Recorded data:

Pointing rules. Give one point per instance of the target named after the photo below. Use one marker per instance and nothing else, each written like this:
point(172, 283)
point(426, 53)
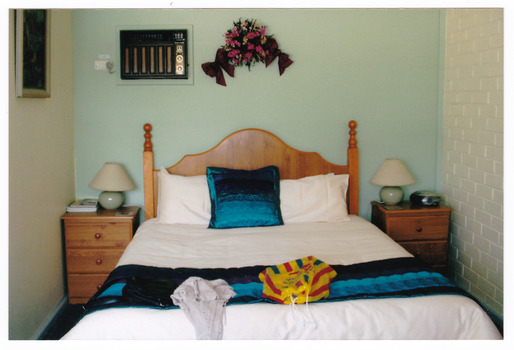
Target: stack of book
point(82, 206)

==

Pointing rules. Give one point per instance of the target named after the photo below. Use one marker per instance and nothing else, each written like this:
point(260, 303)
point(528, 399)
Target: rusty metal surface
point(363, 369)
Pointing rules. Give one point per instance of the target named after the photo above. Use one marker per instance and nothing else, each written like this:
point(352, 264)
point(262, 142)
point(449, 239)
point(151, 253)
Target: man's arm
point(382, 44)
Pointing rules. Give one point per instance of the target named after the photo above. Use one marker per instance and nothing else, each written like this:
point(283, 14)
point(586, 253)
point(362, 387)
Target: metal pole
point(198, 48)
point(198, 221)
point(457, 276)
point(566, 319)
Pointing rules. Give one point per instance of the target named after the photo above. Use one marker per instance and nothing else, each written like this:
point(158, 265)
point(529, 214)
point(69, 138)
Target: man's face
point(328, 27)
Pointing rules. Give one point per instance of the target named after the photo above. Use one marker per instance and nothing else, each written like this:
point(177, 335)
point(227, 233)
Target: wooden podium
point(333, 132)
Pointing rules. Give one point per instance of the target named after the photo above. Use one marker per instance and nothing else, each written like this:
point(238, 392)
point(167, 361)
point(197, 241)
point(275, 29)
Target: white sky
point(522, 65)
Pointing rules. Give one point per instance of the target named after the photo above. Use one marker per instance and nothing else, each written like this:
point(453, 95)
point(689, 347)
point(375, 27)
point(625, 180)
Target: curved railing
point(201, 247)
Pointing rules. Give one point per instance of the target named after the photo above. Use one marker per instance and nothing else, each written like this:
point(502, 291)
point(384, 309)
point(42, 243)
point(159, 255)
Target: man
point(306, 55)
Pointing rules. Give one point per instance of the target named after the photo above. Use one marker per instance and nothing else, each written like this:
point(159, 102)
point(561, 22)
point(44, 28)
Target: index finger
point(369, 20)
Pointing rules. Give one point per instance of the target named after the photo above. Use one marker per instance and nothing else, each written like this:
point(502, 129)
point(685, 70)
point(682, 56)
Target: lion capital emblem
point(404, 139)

* * *

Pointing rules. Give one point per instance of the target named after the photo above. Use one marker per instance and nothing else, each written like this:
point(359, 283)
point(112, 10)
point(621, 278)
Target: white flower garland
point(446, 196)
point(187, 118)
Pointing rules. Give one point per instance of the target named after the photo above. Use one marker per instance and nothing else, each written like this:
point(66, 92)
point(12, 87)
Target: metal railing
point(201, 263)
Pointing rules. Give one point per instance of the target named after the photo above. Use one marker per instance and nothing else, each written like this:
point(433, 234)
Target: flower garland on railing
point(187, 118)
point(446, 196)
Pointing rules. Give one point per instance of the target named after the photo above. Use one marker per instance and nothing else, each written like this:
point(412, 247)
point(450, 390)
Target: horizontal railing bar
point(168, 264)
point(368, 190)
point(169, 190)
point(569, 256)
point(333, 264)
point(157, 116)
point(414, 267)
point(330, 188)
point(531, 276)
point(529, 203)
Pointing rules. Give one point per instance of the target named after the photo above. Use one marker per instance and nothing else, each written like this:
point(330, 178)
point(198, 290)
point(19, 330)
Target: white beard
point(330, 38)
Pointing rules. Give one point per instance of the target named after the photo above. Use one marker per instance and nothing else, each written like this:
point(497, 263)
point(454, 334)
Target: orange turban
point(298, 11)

## WHAT IS BEING ASKED
Find the line with "point(621, 278)" in the entries above. Retype it and each line after it, exactly, through the line with "point(12, 87)", and stop there.

## ANSWER SPACE
point(621, 278)
Target: white flower garland
point(446, 196)
point(187, 118)
Pointing rules. Give one point per instance of the target named after the photo above. Use one marker per instance and nothing else, each written like this:
point(66, 92)
point(12, 87)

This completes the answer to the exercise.